* **WHAT YOU ARE ASKED TO DO**
Look below for the line that contains "Trace the outline of every instance of the man wearing", then quote it and all the lines after it, exactly, with the pictures left out.

* **EXERCISE MATERIALS**

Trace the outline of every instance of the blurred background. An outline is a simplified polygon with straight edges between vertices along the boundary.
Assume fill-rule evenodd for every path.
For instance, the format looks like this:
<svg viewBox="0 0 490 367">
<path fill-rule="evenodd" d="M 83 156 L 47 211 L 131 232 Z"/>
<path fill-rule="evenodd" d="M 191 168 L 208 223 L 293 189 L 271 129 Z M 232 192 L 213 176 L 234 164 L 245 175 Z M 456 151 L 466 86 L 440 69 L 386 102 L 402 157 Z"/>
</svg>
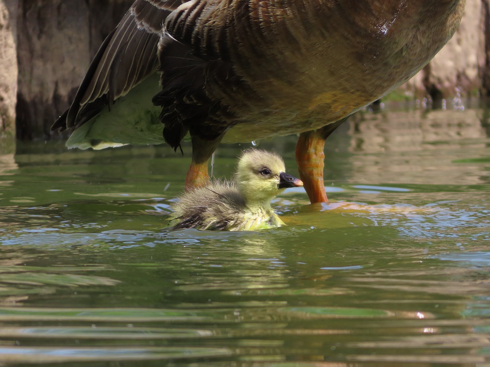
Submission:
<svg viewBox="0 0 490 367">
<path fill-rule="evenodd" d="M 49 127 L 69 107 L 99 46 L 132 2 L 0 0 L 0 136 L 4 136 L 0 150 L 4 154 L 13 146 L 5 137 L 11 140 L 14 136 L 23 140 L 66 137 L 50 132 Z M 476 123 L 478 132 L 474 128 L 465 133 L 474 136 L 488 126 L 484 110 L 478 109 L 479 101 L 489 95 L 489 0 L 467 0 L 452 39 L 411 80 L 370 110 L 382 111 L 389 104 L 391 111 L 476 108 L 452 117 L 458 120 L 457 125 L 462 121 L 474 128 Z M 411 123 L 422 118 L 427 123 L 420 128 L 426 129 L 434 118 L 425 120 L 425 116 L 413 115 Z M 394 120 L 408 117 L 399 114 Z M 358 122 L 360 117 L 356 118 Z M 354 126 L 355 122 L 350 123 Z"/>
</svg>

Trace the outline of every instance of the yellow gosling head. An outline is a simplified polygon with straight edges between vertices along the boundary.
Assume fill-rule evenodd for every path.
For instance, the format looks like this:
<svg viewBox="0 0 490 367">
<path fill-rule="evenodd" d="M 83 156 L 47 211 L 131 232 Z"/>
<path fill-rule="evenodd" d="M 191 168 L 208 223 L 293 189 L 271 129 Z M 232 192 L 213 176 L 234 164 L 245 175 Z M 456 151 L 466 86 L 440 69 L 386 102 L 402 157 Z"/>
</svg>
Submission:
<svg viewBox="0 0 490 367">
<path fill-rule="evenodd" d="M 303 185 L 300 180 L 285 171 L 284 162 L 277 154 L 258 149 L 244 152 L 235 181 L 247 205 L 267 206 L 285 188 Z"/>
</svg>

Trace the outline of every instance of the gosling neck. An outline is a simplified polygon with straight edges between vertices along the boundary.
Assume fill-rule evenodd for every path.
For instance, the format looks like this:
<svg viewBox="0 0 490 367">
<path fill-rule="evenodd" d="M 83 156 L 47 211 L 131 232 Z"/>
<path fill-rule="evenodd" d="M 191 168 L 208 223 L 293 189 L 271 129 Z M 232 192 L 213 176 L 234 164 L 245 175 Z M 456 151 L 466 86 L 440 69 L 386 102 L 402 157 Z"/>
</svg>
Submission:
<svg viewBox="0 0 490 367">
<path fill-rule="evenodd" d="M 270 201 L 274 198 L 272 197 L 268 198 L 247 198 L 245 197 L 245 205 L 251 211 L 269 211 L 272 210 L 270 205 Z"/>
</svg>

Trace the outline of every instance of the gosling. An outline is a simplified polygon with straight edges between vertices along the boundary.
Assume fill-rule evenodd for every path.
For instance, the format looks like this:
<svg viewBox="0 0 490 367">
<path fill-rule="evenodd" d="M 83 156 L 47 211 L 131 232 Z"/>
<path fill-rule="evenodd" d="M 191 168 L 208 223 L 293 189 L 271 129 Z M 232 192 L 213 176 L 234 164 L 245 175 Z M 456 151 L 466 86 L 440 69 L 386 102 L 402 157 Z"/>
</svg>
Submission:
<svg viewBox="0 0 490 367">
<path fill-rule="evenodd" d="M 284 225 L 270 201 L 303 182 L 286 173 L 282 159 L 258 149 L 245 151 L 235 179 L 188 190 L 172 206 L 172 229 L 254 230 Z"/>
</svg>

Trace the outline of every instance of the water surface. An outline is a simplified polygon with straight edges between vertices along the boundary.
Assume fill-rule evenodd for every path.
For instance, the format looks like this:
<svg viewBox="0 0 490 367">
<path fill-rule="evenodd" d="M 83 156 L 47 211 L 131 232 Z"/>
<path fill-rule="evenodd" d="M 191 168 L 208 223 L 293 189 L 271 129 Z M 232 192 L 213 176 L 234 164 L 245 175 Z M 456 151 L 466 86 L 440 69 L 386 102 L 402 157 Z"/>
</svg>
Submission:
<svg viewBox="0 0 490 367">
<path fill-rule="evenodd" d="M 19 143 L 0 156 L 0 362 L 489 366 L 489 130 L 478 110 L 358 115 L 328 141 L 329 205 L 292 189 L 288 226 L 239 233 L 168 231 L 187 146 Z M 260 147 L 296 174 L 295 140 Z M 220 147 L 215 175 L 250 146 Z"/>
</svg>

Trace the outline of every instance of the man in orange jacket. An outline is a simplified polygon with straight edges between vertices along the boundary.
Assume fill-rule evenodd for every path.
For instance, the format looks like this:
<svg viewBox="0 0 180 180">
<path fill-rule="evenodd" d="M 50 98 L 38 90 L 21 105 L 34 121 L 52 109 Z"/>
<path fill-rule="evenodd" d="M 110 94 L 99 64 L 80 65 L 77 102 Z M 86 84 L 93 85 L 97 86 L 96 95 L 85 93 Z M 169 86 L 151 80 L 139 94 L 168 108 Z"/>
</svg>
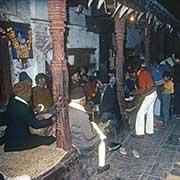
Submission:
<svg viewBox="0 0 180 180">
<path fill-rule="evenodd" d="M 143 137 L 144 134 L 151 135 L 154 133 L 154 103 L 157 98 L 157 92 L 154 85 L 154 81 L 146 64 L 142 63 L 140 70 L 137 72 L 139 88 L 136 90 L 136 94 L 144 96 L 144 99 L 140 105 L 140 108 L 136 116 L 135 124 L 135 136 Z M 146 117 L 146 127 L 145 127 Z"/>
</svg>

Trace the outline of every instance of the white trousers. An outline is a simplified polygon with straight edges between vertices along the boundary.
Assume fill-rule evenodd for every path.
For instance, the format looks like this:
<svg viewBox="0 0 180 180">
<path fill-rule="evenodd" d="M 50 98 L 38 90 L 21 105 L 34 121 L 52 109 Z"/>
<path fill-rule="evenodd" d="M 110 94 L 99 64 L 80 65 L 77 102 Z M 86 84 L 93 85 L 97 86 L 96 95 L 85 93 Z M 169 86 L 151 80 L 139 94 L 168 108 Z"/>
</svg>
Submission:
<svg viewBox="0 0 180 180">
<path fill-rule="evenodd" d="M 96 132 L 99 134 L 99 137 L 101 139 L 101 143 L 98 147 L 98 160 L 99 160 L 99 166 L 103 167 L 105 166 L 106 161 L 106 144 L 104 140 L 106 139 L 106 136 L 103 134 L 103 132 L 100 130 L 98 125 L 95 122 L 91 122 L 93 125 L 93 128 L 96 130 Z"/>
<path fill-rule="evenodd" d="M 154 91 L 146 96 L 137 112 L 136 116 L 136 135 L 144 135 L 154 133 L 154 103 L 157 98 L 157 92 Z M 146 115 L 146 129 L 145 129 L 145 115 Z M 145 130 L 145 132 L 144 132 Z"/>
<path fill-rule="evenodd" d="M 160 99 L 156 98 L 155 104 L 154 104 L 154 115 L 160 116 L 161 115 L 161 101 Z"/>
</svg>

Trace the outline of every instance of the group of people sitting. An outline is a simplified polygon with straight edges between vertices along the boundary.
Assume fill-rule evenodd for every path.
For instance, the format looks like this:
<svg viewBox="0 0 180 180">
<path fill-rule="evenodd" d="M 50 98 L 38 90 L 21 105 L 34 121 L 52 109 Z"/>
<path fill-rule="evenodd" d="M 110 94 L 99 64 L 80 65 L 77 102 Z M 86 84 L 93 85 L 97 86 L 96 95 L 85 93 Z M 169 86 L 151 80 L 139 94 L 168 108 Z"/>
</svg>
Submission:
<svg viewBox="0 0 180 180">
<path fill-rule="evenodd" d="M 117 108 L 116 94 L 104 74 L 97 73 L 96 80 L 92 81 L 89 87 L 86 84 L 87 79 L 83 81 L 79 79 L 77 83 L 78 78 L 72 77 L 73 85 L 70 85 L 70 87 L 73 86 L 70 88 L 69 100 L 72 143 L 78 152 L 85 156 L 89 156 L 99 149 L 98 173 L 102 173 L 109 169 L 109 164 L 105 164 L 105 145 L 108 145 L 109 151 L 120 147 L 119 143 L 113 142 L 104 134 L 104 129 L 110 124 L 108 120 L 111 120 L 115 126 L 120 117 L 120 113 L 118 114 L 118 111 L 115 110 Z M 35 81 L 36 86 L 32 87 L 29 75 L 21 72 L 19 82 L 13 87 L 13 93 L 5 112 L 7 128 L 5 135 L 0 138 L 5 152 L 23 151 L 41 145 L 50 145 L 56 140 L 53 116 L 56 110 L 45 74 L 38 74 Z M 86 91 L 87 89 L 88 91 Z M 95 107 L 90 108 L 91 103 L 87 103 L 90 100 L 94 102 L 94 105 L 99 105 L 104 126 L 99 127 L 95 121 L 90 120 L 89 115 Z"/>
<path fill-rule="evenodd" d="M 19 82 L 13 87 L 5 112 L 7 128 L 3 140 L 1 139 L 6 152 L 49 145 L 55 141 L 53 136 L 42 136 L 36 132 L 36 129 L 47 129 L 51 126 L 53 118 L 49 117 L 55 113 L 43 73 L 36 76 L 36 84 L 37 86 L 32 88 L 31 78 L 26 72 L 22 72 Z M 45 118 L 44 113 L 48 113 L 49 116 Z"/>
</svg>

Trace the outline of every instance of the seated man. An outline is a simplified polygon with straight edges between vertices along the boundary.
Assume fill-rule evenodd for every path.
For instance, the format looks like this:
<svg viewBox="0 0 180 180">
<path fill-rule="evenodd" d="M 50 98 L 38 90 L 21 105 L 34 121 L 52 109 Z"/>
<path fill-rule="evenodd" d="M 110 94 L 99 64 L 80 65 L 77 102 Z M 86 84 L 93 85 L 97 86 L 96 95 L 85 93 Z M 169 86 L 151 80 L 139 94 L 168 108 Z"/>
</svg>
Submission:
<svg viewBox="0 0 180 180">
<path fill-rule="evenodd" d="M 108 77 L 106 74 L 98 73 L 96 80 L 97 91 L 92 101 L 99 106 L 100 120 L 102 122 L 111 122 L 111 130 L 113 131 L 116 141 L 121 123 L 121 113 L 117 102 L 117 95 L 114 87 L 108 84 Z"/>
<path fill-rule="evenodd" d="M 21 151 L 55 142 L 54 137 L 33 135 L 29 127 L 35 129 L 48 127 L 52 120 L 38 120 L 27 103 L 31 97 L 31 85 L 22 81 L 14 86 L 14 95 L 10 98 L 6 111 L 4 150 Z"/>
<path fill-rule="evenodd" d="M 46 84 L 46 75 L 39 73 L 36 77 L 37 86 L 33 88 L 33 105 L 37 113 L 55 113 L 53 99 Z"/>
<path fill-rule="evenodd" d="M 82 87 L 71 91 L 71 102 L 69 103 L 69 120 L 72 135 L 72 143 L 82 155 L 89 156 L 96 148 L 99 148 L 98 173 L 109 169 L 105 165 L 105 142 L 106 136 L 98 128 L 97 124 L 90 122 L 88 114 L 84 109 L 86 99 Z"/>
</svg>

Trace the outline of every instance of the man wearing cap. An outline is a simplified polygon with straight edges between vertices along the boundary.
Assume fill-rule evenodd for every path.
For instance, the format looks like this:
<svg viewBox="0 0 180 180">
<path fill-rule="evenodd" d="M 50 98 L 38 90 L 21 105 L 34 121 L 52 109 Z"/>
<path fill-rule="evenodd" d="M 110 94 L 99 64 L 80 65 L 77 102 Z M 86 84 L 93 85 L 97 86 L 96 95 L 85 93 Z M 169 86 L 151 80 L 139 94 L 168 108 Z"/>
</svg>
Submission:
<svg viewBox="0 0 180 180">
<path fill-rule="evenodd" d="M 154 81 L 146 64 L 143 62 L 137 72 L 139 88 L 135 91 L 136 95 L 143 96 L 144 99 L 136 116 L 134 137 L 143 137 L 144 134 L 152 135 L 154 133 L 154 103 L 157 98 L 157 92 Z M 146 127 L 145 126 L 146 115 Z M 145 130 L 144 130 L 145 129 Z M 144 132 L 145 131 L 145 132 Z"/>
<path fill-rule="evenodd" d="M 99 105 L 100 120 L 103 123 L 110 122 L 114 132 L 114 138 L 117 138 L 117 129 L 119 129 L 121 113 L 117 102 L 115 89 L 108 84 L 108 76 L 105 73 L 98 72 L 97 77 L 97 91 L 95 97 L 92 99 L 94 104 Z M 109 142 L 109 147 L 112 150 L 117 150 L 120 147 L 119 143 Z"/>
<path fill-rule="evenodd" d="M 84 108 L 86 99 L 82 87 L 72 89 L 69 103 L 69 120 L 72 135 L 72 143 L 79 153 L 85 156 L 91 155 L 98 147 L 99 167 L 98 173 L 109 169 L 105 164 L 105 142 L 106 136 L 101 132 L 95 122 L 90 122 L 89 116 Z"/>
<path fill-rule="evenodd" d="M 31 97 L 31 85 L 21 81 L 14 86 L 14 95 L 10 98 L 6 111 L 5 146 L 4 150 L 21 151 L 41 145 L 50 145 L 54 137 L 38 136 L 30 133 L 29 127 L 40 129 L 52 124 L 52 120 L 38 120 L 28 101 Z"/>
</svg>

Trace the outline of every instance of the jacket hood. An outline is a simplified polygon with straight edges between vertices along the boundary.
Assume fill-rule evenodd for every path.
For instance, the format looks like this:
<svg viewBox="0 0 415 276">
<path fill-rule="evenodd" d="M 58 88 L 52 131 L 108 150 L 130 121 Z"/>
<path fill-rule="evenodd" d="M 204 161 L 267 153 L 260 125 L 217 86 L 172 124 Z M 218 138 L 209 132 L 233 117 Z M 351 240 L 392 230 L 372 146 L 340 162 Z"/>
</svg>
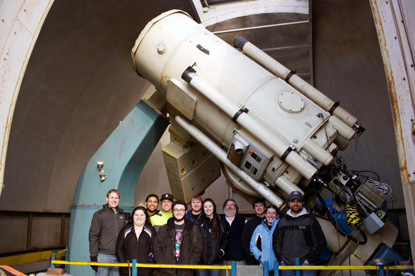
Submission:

* **SOLUTION TO THE EXERCISE**
Trace the outline of every instance of the man wearing cap. An outline is a simplified polygon with straight edges between vertices along the boundary.
Assume fill-rule evenodd for every path.
For instance, the format looks like this:
<svg viewBox="0 0 180 180">
<path fill-rule="evenodd" d="M 50 98 L 38 90 L 21 105 L 34 121 L 52 109 Z"/>
<path fill-rule="evenodd" d="M 110 94 L 99 64 L 80 65 L 77 102 Z M 86 84 L 93 85 L 97 86 L 96 95 L 85 93 Z M 169 86 L 151 80 L 139 94 L 168 108 Z"/>
</svg>
Submission:
<svg viewBox="0 0 180 180">
<path fill-rule="evenodd" d="M 154 81 L 146 64 L 143 62 L 137 72 L 139 88 L 135 91 L 136 95 L 143 96 L 144 99 L 136 116 L 134 137 L 143 137 L 144 134 L 152 135 L 154 133 L 154 103 L 157 98 L 157 92 Z M 146 127 L 145 126 L 146 115 Z M 145 130 L 144 130 L 145 129 Z M 144 132 L 145 131 L 145 132 Z"/>
<path fill-rule="evenodd" d="M 99 105 L 100 120 L 103 123 L 110 122 L 114 132 L 114 138 L 117 138 L 117 129 L 119 129 L 121 113 L 117 102 L 115 89 L 108 84 L 108 76 L 105 73 L 98 72 L 97 77 L 97 91 L 95 97 L 92 99 L 94 104 Z M 109 142 L 109 147 L 112 150 L 117 150 L 120 147 L 119 143 Z"/>
<path fill-rule="evenodd" d="M 84 108 L 86 99 L 82 87 L 72 89 L 69 103 L 69 120 L 72 135 L 72 143 L 79 153 L 85 156 L 91 155 L 98 147 L 99 167 L 98 173 L 109 169 L 105 164 L 105 142 L 106 136 L 101 132 L 95 122 L 90 122 L 89 116 Z"/>
<path fill-rule="evenodd" d="M 31 97 L 31 85 L 21 81 L 14 86 L 14 95 L 10 98 L 6 111 L 5 146 L 4 150 L 21 151 L 41 145 L 50 145 L 54 137 L 38 136 L 30 133 L 29 127 L 40 129 L 52 124 L 52 120 L 38 120 L 28 101 Z"/>
</svg>

Trace the outline of every instance of the jacket hood. An outline is a simplified polygon with straight edges between vertices along the boundary.
Assume fill-rule evenodd for every path.
For instance, the format looks like this:
<svg viewBox="0 0 415 276">
<path fill-rule="evenodd" d="M 58 88 L 52 131 L 108 150 L 130 121 Z"/>
<path fill-rule="evenodd" d="M 204 161 L 267 153 L 260 125 L 217 86 L 172 124 Z M 218 138 L 209 132 L 233 117 Z M 351 240 L 392 230 L 372 146 L 340 162 Z"/>
</svg>
Submission:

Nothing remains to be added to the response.